> [EXERCISE DIRECTIONS]
Please copy the rows starting at the beginning of the rows and ending at the line that contains "154 127 L 156", replacing "dark hair" with "black hair" and leaving everything else unchanged. Omit the pictures from your copy.

> [DATASET RECORDS]
■ ■ ■ ■

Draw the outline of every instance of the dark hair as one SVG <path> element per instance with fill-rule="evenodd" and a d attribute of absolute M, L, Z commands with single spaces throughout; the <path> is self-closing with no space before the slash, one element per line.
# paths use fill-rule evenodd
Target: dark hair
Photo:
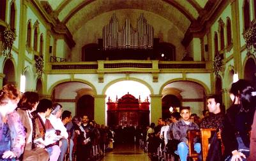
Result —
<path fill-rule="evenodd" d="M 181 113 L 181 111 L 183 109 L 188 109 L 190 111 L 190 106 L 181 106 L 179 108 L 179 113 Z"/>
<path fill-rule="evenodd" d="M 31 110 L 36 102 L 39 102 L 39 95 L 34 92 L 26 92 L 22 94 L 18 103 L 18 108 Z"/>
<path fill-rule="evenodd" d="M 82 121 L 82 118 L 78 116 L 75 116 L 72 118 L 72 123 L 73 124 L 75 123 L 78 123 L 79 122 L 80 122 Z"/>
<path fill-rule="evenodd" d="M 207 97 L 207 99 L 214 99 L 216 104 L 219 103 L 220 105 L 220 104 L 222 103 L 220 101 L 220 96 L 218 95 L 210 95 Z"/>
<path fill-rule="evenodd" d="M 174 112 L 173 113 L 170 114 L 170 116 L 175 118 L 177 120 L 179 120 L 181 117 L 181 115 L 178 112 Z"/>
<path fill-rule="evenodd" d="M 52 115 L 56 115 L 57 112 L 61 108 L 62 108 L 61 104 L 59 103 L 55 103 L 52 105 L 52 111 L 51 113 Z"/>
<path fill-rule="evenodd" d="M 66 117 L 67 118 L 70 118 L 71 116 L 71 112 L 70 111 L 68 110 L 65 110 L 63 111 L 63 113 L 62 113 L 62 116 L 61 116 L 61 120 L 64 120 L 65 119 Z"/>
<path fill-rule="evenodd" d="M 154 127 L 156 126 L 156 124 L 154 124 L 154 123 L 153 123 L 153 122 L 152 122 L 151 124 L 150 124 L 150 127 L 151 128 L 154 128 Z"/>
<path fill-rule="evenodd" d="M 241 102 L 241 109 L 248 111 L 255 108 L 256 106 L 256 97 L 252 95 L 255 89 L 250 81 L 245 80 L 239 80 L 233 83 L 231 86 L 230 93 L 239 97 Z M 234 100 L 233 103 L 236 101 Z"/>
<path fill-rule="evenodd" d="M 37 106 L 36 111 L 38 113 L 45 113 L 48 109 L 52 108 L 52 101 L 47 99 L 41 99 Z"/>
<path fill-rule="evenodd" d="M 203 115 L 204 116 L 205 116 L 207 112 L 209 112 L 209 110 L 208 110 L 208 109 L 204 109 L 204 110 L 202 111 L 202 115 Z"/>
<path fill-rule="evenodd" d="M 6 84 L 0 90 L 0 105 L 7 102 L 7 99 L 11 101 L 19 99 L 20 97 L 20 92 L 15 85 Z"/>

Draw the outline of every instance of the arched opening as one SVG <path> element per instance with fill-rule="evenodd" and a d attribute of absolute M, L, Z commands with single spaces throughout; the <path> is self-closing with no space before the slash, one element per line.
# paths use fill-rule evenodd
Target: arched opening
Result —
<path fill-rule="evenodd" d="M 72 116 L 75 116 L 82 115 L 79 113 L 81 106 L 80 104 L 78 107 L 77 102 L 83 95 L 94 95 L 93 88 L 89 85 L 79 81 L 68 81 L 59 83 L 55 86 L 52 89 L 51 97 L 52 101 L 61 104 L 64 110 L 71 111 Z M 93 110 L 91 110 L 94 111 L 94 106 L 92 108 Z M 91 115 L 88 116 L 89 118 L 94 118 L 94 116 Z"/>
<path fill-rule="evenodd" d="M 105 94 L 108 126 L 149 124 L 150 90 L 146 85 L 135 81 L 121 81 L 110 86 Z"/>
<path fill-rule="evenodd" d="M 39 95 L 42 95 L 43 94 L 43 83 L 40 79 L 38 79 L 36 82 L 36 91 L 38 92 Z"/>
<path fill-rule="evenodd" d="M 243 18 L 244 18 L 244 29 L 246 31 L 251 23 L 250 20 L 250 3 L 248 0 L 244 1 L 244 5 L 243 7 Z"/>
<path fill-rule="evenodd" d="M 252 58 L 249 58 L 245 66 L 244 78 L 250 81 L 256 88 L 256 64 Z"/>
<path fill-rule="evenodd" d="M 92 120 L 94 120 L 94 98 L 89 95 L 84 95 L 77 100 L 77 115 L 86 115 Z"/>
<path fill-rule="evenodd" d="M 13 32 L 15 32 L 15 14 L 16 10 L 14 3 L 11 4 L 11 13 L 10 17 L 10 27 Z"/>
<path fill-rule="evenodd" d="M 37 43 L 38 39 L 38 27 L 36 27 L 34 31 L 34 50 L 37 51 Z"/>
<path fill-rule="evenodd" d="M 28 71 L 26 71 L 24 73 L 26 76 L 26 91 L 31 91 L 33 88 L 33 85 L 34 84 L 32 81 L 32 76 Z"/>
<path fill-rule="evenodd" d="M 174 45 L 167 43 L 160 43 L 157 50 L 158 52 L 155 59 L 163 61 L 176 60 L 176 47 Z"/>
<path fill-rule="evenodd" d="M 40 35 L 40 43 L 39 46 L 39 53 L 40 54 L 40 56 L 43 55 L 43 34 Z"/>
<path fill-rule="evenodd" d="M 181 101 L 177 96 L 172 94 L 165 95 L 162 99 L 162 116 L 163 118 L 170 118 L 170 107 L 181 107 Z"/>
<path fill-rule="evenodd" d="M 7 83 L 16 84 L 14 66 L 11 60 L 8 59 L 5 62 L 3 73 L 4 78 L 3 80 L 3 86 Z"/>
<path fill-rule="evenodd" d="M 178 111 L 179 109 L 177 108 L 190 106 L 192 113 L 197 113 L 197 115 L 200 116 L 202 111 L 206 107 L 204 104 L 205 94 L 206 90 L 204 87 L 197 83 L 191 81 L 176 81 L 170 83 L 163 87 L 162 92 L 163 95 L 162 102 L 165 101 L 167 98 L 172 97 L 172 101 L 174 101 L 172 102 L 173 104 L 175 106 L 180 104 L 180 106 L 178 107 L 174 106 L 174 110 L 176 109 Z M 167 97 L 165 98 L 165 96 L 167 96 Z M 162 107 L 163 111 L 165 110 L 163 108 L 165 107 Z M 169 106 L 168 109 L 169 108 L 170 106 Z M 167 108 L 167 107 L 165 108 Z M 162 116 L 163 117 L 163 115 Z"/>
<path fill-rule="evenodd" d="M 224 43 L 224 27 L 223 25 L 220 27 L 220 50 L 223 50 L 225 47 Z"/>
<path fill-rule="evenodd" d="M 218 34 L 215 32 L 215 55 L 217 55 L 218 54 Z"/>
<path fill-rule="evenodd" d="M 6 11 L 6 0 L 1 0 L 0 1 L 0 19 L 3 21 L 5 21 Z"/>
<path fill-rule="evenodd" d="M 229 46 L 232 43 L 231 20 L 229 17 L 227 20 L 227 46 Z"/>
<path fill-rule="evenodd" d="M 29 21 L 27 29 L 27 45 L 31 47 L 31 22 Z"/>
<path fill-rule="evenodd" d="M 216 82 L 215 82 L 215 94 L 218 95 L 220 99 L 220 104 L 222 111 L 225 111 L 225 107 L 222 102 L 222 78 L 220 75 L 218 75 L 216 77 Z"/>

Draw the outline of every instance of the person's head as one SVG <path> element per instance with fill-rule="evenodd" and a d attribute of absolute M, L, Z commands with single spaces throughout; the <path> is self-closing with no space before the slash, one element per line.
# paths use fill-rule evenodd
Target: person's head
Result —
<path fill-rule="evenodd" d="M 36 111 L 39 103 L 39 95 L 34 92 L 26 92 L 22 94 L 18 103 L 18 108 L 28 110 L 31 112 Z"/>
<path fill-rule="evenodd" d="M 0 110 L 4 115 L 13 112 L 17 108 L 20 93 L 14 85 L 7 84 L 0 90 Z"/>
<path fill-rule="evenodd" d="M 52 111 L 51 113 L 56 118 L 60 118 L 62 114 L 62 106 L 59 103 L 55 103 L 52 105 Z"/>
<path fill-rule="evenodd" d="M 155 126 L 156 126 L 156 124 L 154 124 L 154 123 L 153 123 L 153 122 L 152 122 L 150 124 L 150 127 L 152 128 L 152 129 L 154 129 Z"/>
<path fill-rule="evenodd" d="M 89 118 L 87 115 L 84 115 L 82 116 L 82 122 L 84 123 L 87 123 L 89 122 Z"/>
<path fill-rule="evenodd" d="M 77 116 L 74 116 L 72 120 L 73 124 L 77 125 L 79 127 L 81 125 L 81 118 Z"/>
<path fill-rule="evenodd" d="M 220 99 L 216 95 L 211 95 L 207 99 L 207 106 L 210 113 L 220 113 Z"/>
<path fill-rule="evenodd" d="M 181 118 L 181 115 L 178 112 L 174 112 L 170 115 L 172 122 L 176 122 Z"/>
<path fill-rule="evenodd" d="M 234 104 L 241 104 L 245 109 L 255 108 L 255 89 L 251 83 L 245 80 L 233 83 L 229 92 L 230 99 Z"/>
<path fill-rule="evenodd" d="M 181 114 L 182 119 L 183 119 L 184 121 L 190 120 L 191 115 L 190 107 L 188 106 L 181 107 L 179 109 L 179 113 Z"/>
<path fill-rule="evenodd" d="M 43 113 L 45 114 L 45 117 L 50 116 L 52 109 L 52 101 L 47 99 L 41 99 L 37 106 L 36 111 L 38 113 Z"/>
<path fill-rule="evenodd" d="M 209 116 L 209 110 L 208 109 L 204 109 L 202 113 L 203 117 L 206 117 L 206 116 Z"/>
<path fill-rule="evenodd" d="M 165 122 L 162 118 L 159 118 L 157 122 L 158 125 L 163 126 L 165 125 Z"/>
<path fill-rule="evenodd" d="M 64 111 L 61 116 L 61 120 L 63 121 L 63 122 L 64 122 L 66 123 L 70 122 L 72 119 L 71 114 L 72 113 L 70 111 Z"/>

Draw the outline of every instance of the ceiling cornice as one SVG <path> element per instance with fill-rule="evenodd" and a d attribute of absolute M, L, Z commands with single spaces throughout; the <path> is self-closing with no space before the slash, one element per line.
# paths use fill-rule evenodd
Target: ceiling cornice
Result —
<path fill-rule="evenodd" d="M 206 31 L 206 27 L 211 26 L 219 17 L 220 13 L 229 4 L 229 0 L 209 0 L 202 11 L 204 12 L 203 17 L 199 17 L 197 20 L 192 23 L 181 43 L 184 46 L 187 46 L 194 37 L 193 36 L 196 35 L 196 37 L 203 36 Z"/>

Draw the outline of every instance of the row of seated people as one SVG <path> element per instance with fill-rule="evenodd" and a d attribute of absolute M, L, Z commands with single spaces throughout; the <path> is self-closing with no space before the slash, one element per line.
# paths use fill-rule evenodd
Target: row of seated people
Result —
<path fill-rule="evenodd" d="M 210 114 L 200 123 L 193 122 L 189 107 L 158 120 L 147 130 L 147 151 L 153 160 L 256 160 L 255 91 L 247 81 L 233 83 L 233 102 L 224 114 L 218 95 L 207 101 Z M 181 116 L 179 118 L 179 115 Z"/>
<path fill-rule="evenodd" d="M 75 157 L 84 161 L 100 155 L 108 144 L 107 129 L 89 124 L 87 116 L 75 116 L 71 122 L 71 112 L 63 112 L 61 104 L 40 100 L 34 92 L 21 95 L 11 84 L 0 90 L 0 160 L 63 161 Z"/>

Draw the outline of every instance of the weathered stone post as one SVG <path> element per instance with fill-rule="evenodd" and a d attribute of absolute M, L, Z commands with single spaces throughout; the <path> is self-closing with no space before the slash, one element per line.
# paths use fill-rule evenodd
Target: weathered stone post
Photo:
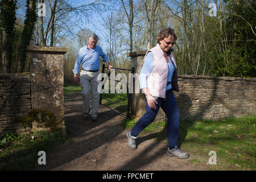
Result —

■ ■ ■ ■

> [COMPLETED TASK]
Draw the outline of every instance of the black hair as one SVG <path> element per instance with fill-rule="evenodd" and a d attribute of absolute M, L, Z commands with single spaces throughout; the <path> is self-closing with no space before the slash, one element per line.
# paths use fill-rule evenodd
Target: black hair
Photo:
Result —
<path fill-rule="evenodd" d="M 181 113 L 181 111 L 183 109 L 188 109 L 190 111 L 190 106 L 181 106 L 179 108 L 179 113 Z"/>
<path fill-rule="evenodd" d="M 31 110 L 36 102 L 39 102 L 39 95 L 34 92 L 26 92 L 22 94 L 18 103 L 18 108 Z"/>
<path fill-rule="evenodd" d="M 82 121 L 82 118 L 78 116 L 75 116 L 72 118 L 72 123 L 73 124 L 75 123 L 78 123 L 79 122 L 80 122 Z"/>
<path fill-rule="evenodd" d="M 207 97 L 207 99 L 214 99 L 216 104 L 219 103 L 220 105 L 220 104 L 222 103 L 220 101 L 220 96 L 218 95 L 210 95 Z"/>
<path fill-rule="evenodd" d="M 174 112 L 173 113 L 170 114 L 170 116 L 175 118 L 177 120 L 179 120 L 181 117 L 181 115 L 178 112 Z"/>
<path fill-rule="evenodd" d="M 52 115 L 56 115 L 57 112 L 61 108 L 62 108 L 61 104 L 59 103 L 55 103 L 52 105 L 52 111 L 51 113 Z"/>
<path fill-rule="evenodd" d="M 66 117 L 67 118 L 70 118 L 71 116 L 71 112 L 70 111 L 68 110 L 65 110 L 63 111 L 63 113 L 62 113 L 62 116 L 61 116 L 61 120 L 64 120 L 65 119 Z"/>
<path fill-rule="evenodd" d="M 154 127 L 156 126 L 156 124 L 154 124 L 154 123 L 153 123 L 153 122 L 152 122 L 151 124 L 150 124 L 150 127 L 151 128 L 154 128 Z"/>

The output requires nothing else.